● **Goal of the exercise**
Please copy out the lines of the listing below, from the line holding "FIND: tree silhouette" through the line holding "column 565, row 232", inclusive, and leave the pictures out.

++++++

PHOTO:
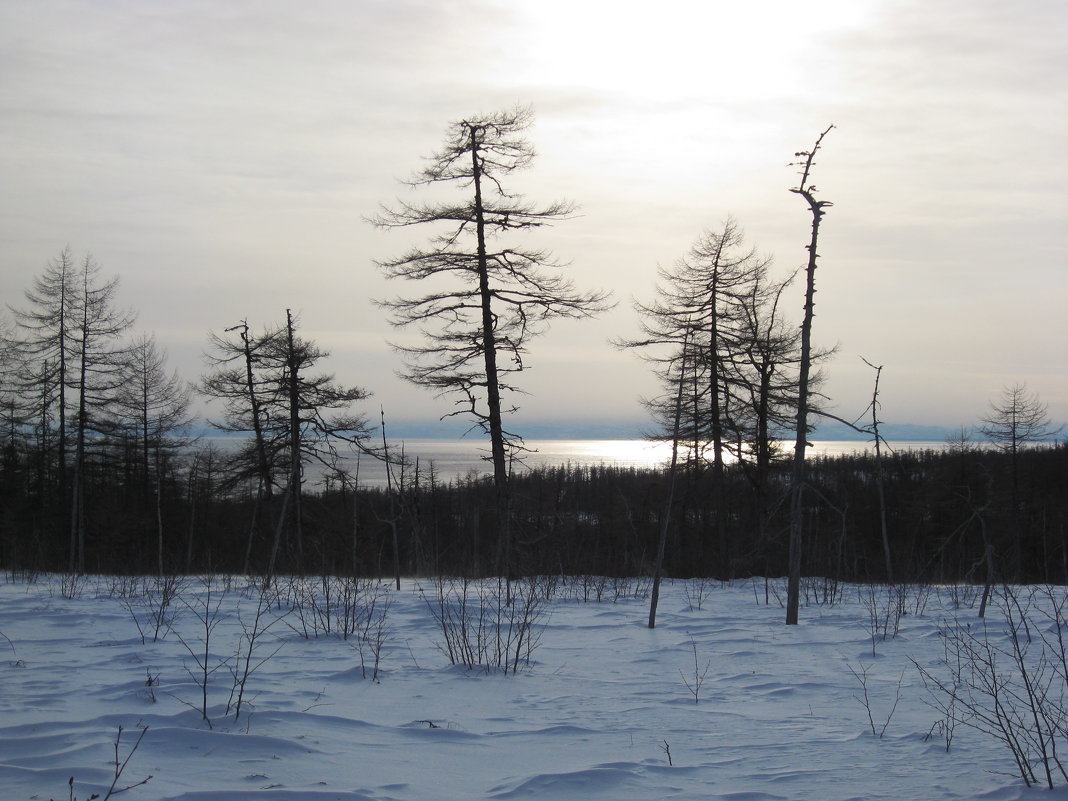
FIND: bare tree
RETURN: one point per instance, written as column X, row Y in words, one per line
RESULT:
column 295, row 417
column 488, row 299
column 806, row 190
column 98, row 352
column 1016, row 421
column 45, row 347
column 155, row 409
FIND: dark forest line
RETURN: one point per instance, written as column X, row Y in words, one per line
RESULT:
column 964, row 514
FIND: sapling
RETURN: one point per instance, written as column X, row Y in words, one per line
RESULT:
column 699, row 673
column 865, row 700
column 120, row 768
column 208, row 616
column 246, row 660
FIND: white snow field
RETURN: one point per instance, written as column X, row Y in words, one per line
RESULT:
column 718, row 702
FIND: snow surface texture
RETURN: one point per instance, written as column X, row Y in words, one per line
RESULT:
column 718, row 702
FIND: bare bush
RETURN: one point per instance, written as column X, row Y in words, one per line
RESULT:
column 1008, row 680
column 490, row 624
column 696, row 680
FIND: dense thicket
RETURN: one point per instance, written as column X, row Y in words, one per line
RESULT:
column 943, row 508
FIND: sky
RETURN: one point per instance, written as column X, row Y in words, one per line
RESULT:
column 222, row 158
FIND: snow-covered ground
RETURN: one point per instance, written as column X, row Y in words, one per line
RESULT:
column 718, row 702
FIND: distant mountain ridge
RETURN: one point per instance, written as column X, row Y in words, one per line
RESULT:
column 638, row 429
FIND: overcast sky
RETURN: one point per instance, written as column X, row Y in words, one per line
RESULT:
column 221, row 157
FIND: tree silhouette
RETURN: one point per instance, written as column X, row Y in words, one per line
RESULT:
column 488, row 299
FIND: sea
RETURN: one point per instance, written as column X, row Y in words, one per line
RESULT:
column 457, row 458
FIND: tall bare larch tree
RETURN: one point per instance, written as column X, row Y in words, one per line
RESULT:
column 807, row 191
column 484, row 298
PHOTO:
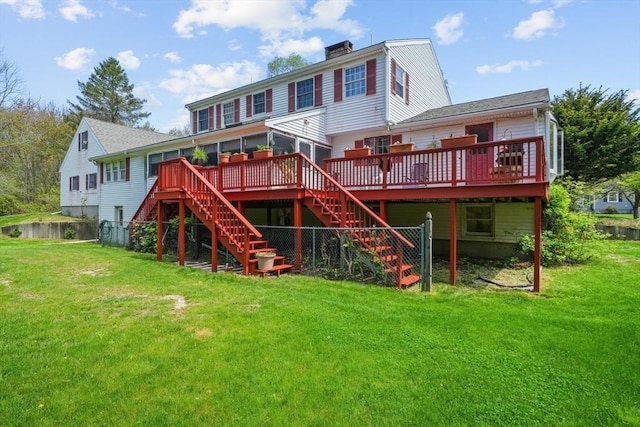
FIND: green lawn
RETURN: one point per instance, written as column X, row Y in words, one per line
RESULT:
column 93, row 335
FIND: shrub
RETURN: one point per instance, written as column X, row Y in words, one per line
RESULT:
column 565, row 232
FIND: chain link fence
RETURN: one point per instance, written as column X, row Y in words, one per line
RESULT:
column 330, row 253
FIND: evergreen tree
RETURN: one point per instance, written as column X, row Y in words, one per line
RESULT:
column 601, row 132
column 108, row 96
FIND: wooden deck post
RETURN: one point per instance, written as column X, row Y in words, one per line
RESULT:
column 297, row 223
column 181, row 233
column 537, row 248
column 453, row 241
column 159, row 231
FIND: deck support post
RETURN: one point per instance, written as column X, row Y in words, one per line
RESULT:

++++++

● **Problem solution**
FIND: tree silhouette
RETURN: one point per instance, written as column X, row Y in words, one per line
RESULT:
column 488, row 299
FIND: sea
RETURN: one point per instance, written as column X, row Y in words, one per line
RESULT:
column 457, row 458
FIND: tall bare larch tree
RETURN: one point per instance, written as column X, row Y in words, one per line
RESULT:
column 807, row 191
column 484, row 298
PHOTO:
FIND: green lawn
RETURN: one point per instance, written as column X, row Y in words, one per line
RESULT:
column 93, row 335
FIND: shrub
RETURN: one point per instance, written as column X, row Y in words, one per line
RESULT:
column 565, row 232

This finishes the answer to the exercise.